• WHAT YOU NEED TO DO: Repeat word for word the passage of the novel synopsis below starting with "Alex, Lindsey’s fraternal" and going on through "Gary’s engagement party.".

• ARTICLE:

__________

Synopsis:
It’s hard to imagine any relationship more complicated than that of sisters, except possibly that of twin sisters. Author Sarah Pekkanen’s debut novel, The Opposite of Me, is the story of Lindsey Rose. Now twenty-nine years old, Lindsey believes that she is about to be promoted to the position of creative vice president of the elite and prestigious New York City advertising agency where she has toiled for several years. Unfortunately, not only does she not get the promotion, her career unexpectedly derails in a very humiliating and humbling manner.
So Lindsey leaves Manhattan, devastated and unsure about her future, determined to hide out at her parents’ Maryland home long enough to figure out what comes next for her. She is convinced that she can secure a good job in a local advertising agency, despite the way she left her prior position, but does not really want to resume her career in such an environment. What does she want to do next?
Alex, Lindsey’s fraternal twin, has always been drop-dead gorgeous, with long, glossy red hair, almond-shaped blue-green eyes, and translucent skin. Alex began modeling in high school and has segued into a career as an on-air celebrity gossip reporter for a local network affiliate. She is engaged to Gary, a tall, handsome, and successful real estate investor, and Lindsey is arriving back at home just in time to attend Alex and Gary’s engagement party.
In contrast, Lindsey has always felt that she looks like “a child’s drawing of a person: straight brown lines for the hair and eyebrows, eyes and nose and mouth and ears generally in the right places and in the right numbers. Nothing special; just something to pin on the refrigerator door before it’s covered by grocery lists and report cards and forgotten.” Lindsey has spent her whole life feeling like she lives in Alex’s shadow, so she compensated by being an excellent student and workaholic, achieving success in the business world through eighty-hour work weeks that left no time for a personal life, leaving her profoundly lonely. She does, however, have a very good friend in New York, Matt. But Matt has a girlfriend and their relationship is strictly platonic.
Returning to her hometown reunites Lindsey with Bradley, her high school boyfriend, who once proposed to her after sneaking into their high school and preparing a romantic, rooftop picnic for the two of them. Are Lindsey’s renewed feelings for Bradley genuine or is she simply on the rebound from her recent career implosion? Does Bradley still feel the same way about Lindsey or has he moved on and, if so, with whom?
A sudden turn of events causes Lindsey to uncover long-buried family secrets that reveal her life has been largely founded upon faulty assumptions about herself, her sister, and others’ perceptions of and reactions to the two of them. So Lindsey must decide how she will act upon that new information and craft a future for herself with that knowledge. Since Lindsey was always “the smart, responsible one,” she is no longer sure who she is . . . or what she is becoming.
Review:
Author Sarah Pekkanen has a delightful, fast-paced writing style that holds her reader’s interest, entertains, and stimulates further analysis of the subject matter all at the same time.

__________

• RECORDED INFORMATION:
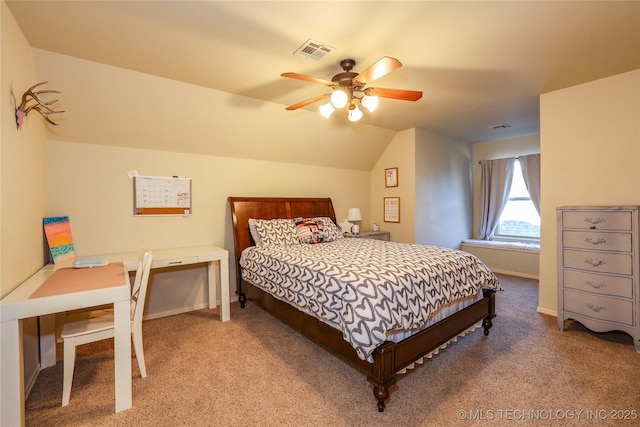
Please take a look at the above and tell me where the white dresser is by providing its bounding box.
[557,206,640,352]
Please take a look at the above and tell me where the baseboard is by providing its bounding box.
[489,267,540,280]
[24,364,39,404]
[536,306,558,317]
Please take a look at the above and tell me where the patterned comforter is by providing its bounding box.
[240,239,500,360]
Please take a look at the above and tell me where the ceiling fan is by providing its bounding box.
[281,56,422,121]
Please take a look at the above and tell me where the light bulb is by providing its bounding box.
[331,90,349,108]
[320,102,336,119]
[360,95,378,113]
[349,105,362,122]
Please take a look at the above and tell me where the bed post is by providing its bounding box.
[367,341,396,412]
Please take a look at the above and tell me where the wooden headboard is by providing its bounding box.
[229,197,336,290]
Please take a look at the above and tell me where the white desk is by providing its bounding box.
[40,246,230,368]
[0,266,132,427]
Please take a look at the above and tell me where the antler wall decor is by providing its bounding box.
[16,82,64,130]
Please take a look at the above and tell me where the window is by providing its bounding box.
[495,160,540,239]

__________

• ANSWER TO THIS TASK:
Alex, Lindsey’s fraternal twin, has always been drop-dead gorgeous, with long, glossy red hair, almond-shaped blue-green eyes, and translucent skin. Alex began modeling in high school and has segued into a career as an on-air celebrity gossip reporter for a local network affiliate. She is engaged to Gary, a tall, handsome, and successful real estate investor, and Lindsey is arriving back at home just in time to attend Alex and Gary’s engagement party.